- **Documento de origem**:
Por Liliana Beira



"Vivi uns anos à parte da realidade"


Urbi et Orbi- Comece por contar-nos um pouco da sua experiência como alcoólico. Quando é que começou a beber?
José Correia-
Comecei a beber na minha adolescência, devido aos preconceitos existentes, era uma maneira de estar na vida. Quem não bebesse não era homem, por exemplo. Era um hábito social. Dizia-se que o álcool aquece, dá força, energia, era um desinibidor.

U@O- Durante quantos anos foi alcoólico?
J.C.-
Não sei ao certo. Comecei em miúdo e só tomei consciência aos 38 anos.

U@O- Mas bebia por um algum motivo? Para esquecer os problemas?
J.C.-
Tal como todos os alcoólicos, eu não bebia porque era alcoólico. Bebia por causa da casa, do banco, até por causa do clube, por vencer ou perder. Eu bebia e o resto são desculpas. Mas era um bebedor social, gostava de beber. Não bebia só para me embriagar!

U@O- Quando é que se apercebeu que tinha graves problemas de bebida?
J.C.-
Apercebi- me quando me começou a fugir o mundo. Tinha graves problemas de saúde, de obesidade (cheguei a pesar 138 quilos). Já não bebia para me relacionar e para me desinibir, tinha que beber.

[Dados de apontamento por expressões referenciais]
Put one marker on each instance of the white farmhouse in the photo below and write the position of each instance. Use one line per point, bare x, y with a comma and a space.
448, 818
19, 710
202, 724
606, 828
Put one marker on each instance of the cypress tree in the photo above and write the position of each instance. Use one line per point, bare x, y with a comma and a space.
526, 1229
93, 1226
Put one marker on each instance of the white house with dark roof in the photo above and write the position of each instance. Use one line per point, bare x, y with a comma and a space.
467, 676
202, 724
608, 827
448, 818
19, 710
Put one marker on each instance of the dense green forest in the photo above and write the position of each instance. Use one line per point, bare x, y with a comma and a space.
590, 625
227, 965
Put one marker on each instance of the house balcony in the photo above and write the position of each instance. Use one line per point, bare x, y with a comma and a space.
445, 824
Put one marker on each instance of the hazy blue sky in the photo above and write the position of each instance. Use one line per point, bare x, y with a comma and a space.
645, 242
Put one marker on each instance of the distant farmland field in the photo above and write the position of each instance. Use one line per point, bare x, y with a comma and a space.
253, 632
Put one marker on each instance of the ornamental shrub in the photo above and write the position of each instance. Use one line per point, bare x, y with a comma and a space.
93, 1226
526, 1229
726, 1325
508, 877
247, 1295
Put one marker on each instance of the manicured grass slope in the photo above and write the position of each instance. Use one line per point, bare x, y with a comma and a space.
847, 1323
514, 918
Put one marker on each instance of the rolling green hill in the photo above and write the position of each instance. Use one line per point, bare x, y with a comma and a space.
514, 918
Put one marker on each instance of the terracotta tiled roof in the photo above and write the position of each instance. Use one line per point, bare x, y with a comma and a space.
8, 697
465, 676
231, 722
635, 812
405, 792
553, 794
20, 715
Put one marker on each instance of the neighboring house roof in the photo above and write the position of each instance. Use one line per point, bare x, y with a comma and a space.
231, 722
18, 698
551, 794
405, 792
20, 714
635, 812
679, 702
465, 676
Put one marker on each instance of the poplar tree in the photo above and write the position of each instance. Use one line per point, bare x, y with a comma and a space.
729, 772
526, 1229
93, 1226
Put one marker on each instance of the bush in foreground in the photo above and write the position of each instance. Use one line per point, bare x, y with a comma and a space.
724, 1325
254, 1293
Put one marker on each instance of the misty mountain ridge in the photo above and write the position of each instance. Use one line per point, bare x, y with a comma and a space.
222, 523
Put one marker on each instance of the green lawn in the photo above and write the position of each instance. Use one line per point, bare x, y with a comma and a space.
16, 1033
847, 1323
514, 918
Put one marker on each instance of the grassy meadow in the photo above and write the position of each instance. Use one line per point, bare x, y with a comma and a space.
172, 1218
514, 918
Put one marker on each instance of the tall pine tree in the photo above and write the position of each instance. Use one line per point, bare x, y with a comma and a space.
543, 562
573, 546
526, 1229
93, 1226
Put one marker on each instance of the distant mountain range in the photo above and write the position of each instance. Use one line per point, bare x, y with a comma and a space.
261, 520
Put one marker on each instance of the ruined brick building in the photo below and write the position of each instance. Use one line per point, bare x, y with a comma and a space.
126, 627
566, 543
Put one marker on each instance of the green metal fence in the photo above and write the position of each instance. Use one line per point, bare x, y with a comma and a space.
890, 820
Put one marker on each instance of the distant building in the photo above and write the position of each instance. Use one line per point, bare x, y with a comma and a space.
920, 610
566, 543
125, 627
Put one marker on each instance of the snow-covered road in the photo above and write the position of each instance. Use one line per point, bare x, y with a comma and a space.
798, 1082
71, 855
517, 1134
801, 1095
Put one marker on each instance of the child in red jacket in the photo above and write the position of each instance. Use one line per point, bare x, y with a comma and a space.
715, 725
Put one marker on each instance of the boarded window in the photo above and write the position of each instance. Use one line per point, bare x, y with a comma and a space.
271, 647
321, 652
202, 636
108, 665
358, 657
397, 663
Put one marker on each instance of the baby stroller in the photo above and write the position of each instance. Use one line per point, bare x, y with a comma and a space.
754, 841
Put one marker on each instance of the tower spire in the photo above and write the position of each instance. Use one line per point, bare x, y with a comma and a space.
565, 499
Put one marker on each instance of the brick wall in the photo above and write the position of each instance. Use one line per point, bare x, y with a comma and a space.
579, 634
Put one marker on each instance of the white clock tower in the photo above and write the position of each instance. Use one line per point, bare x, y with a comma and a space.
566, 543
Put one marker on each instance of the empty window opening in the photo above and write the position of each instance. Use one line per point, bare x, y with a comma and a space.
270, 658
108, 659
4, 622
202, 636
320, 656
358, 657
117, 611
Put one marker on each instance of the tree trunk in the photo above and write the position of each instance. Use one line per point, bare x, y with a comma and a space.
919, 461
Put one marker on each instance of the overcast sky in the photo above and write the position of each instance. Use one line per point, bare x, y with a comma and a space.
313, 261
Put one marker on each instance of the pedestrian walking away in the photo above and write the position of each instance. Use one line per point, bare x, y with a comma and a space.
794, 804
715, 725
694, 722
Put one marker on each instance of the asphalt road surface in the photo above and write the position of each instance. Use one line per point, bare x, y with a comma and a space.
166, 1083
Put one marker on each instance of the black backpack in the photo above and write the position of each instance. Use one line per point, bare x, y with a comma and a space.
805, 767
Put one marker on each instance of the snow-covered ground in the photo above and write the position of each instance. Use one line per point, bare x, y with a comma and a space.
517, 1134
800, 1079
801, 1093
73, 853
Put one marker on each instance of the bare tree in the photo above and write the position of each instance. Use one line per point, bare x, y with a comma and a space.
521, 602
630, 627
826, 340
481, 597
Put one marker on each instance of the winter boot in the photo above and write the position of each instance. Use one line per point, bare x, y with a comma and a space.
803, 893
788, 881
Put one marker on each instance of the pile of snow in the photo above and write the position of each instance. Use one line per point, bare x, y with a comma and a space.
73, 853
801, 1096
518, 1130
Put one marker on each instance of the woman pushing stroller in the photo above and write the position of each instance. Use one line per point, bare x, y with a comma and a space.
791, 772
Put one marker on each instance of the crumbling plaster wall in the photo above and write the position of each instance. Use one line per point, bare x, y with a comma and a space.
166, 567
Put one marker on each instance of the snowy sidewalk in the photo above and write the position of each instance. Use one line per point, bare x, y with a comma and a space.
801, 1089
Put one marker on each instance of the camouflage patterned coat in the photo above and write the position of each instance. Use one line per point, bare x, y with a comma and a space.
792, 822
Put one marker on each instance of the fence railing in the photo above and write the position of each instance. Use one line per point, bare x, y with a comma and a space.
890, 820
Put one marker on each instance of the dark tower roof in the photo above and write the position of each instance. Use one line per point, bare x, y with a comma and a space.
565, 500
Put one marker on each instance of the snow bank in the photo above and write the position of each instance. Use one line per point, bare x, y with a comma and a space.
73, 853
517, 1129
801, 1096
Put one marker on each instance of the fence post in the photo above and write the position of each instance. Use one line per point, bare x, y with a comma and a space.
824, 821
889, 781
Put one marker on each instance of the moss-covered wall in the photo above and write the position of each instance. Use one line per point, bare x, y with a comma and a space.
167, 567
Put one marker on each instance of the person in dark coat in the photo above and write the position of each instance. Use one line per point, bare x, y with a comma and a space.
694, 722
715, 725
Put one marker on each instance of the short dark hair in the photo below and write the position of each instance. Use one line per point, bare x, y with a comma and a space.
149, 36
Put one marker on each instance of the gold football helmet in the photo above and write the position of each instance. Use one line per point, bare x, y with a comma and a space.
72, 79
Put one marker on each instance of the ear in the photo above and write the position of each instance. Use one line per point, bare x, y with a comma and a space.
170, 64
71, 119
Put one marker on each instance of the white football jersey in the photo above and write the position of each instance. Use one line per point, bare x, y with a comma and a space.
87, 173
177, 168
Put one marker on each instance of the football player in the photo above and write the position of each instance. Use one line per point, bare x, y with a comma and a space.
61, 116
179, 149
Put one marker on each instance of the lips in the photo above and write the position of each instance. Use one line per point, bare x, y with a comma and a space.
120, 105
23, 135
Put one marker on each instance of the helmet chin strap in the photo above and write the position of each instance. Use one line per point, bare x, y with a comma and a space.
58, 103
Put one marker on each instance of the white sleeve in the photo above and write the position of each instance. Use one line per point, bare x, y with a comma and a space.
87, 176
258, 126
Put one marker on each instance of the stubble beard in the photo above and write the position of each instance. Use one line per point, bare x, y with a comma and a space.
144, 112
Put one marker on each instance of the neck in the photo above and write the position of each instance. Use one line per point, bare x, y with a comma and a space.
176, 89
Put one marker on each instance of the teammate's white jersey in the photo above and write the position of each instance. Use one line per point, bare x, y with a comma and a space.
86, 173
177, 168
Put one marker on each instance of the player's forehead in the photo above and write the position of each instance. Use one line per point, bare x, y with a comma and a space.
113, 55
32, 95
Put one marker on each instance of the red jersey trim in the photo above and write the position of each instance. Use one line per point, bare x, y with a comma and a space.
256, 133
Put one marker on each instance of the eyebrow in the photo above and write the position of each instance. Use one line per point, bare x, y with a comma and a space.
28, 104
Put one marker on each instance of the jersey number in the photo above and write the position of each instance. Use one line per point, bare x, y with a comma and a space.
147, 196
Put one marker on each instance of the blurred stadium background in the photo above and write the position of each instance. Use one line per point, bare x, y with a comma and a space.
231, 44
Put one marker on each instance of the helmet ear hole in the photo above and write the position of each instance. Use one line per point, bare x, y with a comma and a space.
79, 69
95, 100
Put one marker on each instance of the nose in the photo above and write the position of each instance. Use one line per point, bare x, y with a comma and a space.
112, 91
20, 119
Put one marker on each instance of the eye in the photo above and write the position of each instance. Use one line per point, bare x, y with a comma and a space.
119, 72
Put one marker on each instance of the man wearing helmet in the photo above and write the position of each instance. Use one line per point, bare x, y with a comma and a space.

- **Instruções**:
• 1. Reescreva em forma de lista, mais curta, o parágrafo da entrevista sobre alcoolismo que começa por «Comecei a beber na minha adolescência», mantendo os factos principais.
• 2. Prossiga a entrevista sobre alcoolismo a partir do ponto em que termina.
Os registos provêm de outra fonte.

- **Respostas**:
• 1.
- Começou a beber na adolescência, por causa dos preconceitos existentes.
- Beber era uma maneira de estar na vida e um hábito social: quem não bebesse não era homem.
- Dizia-se que o álcool aquecia, dava força e energia e desinibia.

• 2.
U@O- E de que graves problemas de saúde sofria?
J.C.-
Comecei a sentir tremores e suores frios devido à ressaca, ansiedade, e ao beber passava tudo. Aí apercebi-me. Também tinha falhas de memória e esquecia-me das coisas com muita facilidade. Não me recordo praticamente de nada dos meus 20 aos 30 anos, bem me esforço, mas não consigo. Posso dizer que vivi uns anos à parte da realidade.

U@O- - Como é que se sentiu quando tomou consciência da situação em que se encontrava?
J.C.-
Tinha vergonha. Muita vergonha, de dizer às pessoas, de procurar ajuda, porque ninguém notava que eu era alcoólico. Eu relacionava-me bem com a sociedade, sempre trabalhei sem faltar um dia...

U@O- - Nessa altura qual era a sua profissão?
J.C.-
Já era comerciante. Consegui montar um negócio por conta própria e lá me mantenho. Só assim é que consigo conciliar o serviço de voluntariado no Centro com o trabalho. Se trabalhasse por conta de outrem já tinha sido despedido. Faço mais horas no Centro do que no comércio.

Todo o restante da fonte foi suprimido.